What is required:
Can you write out the lines below as a numbered list, skipping blank lines, starting with the line with "Practice. Annotate every instance of the fallen" and going on through the line with "x=530 y=185", both included? Leave the pictures out.

Records supplied:
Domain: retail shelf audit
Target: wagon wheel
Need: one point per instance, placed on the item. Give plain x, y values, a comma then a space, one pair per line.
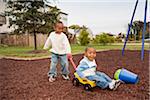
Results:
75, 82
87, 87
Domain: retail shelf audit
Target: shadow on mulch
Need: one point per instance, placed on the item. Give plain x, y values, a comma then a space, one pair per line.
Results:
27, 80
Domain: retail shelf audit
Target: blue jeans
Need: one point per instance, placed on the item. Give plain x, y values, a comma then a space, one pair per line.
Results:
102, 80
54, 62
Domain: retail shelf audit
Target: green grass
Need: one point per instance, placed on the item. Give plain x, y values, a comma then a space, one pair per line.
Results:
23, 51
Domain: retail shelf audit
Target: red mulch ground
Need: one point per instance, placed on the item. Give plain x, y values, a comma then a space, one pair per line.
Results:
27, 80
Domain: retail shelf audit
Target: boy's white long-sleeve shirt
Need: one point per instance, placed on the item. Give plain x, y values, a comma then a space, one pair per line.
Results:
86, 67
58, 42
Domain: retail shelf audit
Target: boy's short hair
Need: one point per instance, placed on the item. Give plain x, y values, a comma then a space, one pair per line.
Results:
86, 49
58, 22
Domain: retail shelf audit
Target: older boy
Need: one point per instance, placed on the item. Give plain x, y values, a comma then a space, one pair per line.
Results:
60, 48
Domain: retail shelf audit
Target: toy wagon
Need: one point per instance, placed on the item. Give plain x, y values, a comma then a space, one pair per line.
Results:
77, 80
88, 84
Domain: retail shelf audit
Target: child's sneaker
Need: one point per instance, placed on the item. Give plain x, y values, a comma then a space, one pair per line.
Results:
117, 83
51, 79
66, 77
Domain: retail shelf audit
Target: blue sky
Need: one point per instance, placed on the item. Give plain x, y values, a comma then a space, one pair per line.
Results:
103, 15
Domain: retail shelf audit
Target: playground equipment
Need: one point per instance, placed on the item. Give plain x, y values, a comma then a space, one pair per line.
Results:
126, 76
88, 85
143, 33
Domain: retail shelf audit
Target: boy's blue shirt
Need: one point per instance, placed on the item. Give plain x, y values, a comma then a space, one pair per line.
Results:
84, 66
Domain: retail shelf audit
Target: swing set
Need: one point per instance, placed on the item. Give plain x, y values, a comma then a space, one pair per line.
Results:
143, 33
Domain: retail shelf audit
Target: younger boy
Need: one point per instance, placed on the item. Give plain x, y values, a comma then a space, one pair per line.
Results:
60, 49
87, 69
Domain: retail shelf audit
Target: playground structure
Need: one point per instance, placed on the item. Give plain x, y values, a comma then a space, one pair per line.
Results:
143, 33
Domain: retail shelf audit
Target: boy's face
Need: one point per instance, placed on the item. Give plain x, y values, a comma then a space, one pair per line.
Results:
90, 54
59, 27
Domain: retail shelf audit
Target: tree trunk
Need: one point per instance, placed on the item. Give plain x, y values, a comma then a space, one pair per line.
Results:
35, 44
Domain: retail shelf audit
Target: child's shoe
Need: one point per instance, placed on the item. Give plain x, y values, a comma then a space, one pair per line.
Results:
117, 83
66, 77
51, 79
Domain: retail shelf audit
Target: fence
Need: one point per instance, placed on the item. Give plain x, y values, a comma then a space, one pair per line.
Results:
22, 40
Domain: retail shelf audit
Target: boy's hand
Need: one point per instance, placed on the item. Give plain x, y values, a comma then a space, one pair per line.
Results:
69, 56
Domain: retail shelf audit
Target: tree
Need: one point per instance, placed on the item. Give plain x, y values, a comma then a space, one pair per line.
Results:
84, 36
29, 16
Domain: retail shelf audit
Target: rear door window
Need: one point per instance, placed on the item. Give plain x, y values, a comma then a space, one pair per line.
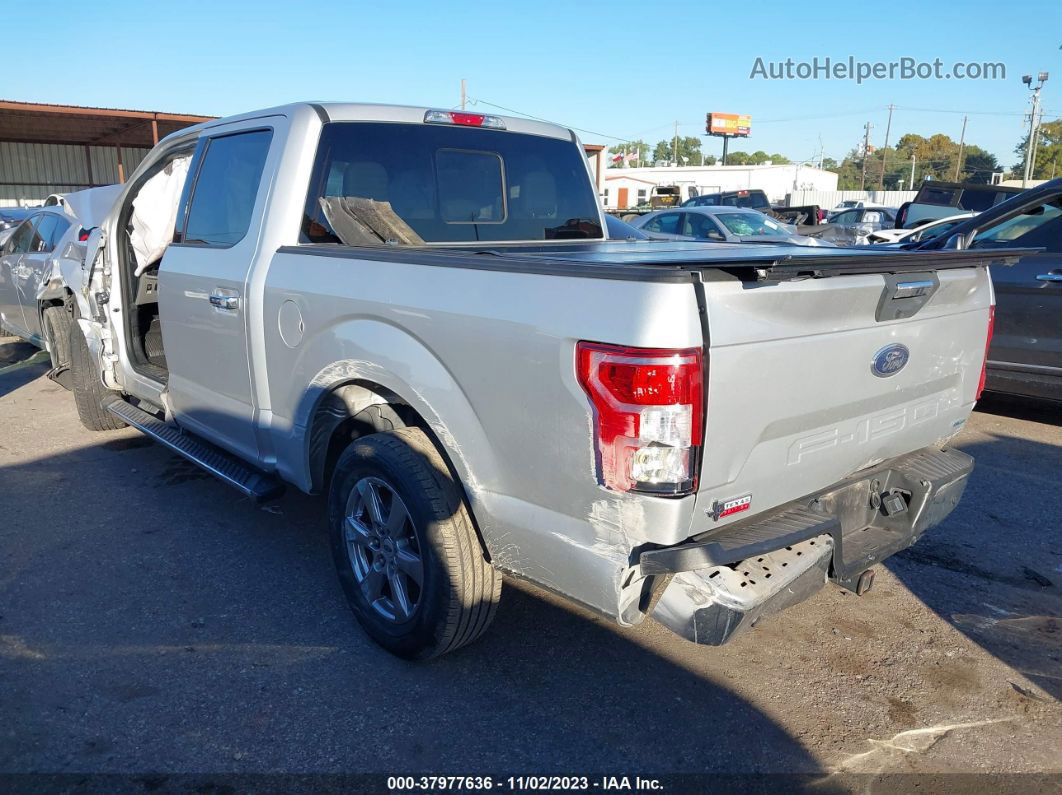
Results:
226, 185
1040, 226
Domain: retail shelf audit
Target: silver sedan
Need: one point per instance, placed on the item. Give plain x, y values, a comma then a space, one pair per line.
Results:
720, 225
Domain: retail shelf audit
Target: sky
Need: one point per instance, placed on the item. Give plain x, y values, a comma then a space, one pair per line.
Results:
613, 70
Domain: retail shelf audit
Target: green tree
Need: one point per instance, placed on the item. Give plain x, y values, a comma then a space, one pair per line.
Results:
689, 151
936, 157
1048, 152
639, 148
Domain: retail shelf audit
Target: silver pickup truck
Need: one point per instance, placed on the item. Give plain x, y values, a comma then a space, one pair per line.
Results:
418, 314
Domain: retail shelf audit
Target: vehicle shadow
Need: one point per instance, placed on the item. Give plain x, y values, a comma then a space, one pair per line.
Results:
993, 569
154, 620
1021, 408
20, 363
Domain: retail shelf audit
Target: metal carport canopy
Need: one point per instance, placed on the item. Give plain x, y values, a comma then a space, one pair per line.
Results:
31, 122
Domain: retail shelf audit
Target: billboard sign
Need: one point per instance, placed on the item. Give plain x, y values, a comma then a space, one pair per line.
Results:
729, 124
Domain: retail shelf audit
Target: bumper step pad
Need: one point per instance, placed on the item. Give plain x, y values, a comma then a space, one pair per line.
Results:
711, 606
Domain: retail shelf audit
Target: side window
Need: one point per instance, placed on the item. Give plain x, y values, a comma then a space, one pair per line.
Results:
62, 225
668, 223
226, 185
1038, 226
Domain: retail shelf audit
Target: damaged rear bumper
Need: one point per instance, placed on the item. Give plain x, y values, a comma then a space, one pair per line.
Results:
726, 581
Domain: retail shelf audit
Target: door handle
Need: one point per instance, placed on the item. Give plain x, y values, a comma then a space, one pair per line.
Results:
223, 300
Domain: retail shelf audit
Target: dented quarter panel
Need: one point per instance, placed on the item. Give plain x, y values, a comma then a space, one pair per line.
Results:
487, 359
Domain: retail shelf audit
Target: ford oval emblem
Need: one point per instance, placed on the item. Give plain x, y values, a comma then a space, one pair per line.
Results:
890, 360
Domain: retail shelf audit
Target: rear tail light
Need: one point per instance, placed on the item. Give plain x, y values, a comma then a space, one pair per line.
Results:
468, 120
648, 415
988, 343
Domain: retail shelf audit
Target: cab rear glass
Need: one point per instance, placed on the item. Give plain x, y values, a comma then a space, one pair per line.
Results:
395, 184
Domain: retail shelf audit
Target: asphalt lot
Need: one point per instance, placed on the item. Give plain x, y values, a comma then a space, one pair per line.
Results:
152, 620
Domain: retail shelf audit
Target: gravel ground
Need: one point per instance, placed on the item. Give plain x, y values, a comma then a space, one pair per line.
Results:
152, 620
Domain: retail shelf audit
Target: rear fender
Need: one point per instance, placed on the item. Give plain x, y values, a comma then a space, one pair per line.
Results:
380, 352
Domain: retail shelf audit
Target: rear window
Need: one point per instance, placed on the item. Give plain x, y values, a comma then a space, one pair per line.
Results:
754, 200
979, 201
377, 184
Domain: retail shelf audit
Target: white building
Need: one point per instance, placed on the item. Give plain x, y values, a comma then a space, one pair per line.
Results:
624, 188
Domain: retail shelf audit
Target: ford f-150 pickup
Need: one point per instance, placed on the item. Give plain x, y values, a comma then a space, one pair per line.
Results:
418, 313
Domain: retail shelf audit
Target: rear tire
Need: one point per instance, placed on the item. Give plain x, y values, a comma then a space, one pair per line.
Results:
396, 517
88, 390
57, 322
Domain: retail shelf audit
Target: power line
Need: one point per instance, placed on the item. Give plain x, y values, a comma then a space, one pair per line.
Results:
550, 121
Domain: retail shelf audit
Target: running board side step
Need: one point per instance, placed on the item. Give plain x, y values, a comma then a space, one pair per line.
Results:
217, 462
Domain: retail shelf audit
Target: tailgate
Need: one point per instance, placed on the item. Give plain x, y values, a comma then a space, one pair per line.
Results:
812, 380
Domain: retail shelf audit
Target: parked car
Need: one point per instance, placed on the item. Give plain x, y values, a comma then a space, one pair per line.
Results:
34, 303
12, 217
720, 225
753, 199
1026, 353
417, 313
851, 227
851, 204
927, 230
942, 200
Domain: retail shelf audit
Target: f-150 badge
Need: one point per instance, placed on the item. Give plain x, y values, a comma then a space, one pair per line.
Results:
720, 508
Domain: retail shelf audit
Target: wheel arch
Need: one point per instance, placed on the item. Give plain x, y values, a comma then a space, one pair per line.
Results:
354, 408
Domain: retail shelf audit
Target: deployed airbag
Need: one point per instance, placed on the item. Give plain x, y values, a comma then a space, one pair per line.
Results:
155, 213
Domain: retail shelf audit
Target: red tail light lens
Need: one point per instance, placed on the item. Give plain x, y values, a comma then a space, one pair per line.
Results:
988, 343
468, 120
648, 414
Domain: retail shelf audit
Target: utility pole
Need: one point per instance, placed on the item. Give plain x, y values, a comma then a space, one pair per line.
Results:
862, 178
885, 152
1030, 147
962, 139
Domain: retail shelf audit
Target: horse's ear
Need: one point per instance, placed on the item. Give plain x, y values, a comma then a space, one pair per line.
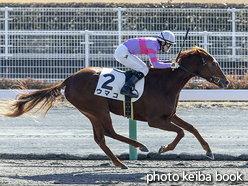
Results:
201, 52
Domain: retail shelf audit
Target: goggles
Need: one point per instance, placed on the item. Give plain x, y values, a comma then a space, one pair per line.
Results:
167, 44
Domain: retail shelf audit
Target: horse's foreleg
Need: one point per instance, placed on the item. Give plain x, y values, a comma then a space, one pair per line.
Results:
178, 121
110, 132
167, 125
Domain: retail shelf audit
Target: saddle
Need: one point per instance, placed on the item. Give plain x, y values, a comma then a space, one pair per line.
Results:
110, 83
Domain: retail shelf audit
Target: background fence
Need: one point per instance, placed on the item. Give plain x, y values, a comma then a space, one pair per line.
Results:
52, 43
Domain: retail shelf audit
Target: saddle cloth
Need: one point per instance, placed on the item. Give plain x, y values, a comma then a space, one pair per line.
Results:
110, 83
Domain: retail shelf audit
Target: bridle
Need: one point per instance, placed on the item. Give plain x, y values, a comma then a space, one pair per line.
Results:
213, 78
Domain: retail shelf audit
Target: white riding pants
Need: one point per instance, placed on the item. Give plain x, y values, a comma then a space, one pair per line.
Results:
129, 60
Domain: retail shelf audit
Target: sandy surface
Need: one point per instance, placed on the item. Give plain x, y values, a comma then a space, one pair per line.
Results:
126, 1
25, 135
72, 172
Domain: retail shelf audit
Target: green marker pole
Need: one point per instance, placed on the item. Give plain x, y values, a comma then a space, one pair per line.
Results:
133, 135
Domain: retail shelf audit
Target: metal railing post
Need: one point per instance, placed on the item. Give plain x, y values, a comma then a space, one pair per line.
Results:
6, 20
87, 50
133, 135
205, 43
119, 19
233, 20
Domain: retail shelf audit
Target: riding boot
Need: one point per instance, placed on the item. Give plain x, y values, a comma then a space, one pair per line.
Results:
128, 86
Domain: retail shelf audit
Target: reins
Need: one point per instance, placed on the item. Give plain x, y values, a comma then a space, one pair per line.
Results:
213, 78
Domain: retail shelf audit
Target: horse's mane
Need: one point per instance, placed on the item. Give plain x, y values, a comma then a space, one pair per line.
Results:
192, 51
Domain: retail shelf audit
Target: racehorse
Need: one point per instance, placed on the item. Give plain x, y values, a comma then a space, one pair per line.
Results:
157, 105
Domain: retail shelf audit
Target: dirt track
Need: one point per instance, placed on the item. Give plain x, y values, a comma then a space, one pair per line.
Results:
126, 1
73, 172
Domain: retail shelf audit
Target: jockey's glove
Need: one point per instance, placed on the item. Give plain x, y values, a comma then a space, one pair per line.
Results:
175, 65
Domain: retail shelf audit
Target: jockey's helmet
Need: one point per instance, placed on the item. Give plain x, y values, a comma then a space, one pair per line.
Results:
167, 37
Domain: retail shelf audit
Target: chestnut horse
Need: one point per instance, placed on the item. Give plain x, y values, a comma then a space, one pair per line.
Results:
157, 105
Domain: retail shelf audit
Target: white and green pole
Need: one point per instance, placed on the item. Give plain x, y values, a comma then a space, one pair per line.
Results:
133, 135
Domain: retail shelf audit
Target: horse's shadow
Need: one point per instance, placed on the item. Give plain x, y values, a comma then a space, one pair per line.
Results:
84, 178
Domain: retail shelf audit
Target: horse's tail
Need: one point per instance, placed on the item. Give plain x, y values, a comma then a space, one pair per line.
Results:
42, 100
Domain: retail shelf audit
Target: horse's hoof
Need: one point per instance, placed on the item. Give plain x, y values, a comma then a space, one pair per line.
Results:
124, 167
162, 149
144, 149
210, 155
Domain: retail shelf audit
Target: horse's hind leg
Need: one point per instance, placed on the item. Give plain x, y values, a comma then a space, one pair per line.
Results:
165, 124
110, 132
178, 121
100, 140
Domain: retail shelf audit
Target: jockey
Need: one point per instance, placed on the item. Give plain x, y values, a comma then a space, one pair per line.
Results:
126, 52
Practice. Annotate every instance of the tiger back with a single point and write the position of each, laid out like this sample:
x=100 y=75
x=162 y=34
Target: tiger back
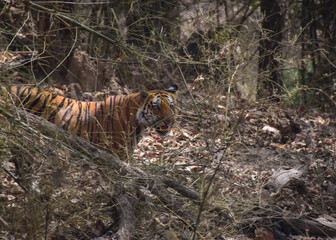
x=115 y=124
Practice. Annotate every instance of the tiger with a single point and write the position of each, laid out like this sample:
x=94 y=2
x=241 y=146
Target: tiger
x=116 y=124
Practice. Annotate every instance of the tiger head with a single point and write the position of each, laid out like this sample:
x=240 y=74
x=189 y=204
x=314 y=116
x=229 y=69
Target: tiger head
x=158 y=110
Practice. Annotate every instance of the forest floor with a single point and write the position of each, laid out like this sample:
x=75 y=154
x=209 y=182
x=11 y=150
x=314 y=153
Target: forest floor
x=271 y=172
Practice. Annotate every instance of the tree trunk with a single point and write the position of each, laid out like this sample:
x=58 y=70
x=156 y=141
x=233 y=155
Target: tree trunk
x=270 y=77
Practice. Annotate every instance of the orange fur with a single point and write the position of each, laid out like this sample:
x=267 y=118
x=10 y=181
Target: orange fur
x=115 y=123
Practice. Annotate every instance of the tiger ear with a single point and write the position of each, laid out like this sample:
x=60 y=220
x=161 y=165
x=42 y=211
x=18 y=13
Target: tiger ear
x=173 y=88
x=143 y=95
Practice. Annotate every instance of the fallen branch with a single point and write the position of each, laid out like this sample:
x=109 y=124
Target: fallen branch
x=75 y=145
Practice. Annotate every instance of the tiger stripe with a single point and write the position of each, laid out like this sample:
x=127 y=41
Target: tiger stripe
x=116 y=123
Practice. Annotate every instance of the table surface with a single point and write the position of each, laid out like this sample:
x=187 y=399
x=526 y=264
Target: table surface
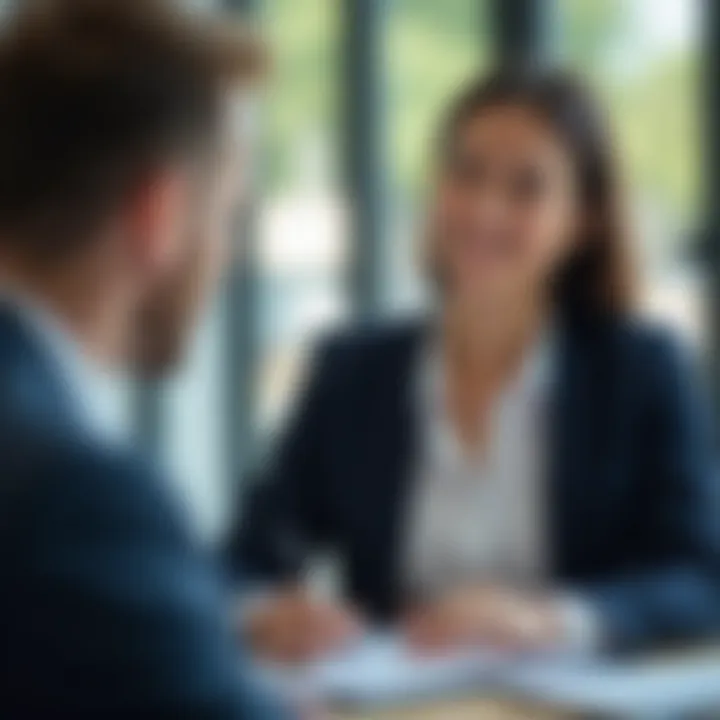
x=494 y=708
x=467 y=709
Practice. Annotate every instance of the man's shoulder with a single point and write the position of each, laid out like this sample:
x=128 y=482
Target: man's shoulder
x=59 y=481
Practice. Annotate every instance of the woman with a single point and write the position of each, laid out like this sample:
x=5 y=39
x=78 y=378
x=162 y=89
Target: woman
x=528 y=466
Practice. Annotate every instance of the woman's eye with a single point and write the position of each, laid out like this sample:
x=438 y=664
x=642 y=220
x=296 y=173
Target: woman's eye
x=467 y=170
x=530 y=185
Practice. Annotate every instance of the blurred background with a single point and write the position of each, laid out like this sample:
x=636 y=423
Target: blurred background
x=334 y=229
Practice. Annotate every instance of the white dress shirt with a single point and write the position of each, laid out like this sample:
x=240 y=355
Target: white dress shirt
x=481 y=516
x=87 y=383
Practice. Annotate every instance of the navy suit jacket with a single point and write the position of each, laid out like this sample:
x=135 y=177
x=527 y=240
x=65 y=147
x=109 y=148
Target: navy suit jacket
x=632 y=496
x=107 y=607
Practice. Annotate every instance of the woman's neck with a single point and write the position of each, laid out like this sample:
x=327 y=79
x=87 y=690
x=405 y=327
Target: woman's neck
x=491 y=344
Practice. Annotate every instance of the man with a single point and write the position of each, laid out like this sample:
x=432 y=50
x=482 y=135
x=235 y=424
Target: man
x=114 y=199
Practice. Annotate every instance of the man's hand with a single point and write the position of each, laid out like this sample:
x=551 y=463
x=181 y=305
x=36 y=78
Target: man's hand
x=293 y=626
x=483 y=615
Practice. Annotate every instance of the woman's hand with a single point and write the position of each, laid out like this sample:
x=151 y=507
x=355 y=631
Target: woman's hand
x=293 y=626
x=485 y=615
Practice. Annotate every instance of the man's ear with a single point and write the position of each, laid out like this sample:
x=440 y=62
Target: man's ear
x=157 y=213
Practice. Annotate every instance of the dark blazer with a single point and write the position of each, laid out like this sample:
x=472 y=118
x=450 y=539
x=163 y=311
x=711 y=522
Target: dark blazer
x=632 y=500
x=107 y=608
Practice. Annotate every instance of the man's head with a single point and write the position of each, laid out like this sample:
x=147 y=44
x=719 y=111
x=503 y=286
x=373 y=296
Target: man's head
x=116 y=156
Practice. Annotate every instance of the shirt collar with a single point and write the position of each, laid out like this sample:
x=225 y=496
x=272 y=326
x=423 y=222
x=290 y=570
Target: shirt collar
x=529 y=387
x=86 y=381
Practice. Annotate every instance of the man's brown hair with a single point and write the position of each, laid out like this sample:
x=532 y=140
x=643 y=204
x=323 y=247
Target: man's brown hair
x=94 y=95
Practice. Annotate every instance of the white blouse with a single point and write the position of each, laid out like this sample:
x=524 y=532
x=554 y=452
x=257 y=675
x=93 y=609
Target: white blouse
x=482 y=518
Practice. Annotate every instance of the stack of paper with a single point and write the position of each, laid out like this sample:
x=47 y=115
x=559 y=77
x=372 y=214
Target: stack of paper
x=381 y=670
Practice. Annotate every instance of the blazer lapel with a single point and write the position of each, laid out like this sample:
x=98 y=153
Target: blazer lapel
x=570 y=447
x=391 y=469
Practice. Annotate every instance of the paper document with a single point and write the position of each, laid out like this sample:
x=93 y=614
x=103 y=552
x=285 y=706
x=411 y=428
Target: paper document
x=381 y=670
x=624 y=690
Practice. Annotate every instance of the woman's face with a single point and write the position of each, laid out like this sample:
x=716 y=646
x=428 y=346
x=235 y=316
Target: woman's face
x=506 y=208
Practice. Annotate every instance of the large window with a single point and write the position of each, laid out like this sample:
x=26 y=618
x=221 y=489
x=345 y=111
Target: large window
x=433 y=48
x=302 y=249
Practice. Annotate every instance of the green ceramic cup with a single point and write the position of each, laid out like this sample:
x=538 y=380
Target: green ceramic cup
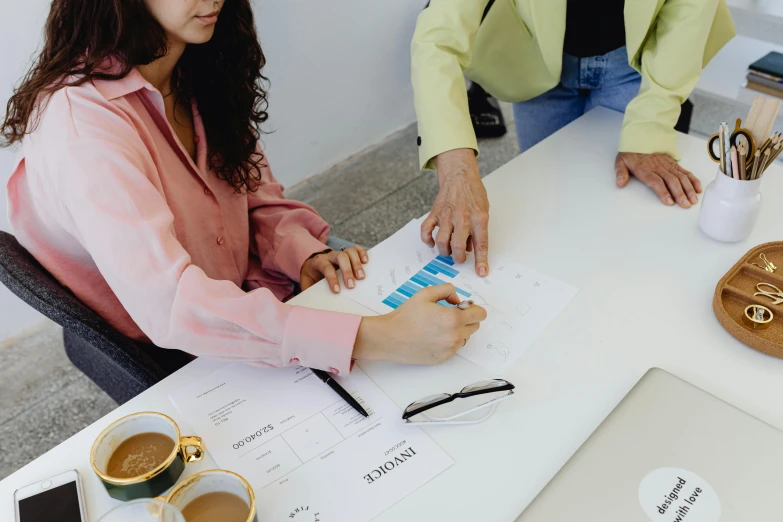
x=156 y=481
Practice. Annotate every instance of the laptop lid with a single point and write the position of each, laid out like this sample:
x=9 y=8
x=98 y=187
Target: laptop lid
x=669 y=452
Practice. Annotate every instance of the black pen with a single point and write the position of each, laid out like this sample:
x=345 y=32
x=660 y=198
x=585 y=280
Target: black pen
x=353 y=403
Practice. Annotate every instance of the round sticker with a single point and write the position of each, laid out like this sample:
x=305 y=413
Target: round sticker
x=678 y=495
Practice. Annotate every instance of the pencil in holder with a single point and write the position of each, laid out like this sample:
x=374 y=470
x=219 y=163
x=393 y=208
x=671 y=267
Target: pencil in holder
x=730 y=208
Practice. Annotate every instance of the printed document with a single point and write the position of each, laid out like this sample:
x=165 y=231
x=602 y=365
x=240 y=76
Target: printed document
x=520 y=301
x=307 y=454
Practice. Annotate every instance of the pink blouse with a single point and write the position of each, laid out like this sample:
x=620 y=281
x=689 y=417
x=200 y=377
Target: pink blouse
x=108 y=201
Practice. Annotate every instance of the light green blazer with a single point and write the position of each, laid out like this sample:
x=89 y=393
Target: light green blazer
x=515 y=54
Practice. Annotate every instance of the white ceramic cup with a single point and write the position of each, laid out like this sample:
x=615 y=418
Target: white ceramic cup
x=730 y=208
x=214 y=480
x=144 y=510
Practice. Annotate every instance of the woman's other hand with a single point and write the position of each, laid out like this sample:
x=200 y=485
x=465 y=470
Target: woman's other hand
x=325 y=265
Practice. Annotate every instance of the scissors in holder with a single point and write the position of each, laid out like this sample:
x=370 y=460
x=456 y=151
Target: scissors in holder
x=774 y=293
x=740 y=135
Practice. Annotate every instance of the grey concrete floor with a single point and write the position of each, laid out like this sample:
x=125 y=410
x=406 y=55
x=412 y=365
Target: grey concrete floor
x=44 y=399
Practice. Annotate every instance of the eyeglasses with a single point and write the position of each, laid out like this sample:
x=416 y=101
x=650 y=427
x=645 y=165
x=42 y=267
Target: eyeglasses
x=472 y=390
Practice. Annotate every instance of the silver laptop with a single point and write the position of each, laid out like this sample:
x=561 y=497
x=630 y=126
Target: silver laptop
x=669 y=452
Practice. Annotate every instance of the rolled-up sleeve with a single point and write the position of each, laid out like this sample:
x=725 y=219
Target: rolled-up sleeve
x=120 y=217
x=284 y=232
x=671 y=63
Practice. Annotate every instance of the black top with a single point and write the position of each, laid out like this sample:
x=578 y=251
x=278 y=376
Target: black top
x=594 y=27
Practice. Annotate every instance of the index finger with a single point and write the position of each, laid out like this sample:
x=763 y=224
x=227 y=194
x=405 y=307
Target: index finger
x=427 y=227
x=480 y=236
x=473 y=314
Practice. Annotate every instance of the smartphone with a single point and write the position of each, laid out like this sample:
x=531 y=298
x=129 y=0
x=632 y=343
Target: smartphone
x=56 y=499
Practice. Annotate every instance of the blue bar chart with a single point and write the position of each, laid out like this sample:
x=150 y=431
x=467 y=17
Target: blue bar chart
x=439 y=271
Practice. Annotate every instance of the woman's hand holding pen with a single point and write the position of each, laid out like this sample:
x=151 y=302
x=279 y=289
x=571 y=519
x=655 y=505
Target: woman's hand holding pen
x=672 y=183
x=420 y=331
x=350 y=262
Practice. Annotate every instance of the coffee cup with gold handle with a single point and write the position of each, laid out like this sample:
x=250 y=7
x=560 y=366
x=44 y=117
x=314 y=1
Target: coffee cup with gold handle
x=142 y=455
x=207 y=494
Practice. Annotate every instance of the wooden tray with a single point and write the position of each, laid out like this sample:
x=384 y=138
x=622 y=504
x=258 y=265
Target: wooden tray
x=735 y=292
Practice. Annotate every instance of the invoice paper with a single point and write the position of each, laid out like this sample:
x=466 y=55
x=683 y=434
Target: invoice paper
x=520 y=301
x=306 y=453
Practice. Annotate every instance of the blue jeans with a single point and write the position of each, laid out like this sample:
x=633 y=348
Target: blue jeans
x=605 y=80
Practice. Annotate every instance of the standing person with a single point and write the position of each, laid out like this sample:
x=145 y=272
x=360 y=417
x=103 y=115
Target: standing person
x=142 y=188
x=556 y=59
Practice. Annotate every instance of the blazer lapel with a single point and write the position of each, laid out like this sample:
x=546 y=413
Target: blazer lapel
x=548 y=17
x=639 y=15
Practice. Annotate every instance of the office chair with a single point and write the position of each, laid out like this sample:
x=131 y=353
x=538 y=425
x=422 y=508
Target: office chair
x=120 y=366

Result of this exercise:
1. Practice. Annotate every instance of the fallen branch with a single point and write the position of each, laid out like this sample:
2. x=109 y=124
3. Target: fallen branch
4. x=75 y=145
5. Practice. Annotate every instance of the tiger stripe with a single point and write the position of each, laid out like this sample:
6. x=127 y=41
7. Target: tiger stripe
8. x=116 y=123
9. Practice. Annotate every instance of the table surface with a single point and write the position of each, laid out like this sample:
10. x=187 y=399
11. x=526 y=264
12. Target: table surface
13. x=494 y=708
14. x=467 y=709
15. Practice. Annotate every instance of the man's shoulder with a single point and write the position of each, laid out like this sample:
16. x=128 y=482
17. Target: man's shoulder
18. x=59 y=481
19. Practice. Annotate every instance of the woman with a single point and write the position of each, laid out like this sample:
20. x=5 y=39
21. x=78 y=378
22. x=162 y=89
23. Target: woman
24. x=528 y=466
25. Practice. Annotate every instance of the woman's eye with a single point and write the position of each, laid out like this sample:
26. x=438 y=664
27. x=642 y=220
28. x=296 y=173
29. Target: woman's eye
30. x=467 y=170
31. x=530 y=185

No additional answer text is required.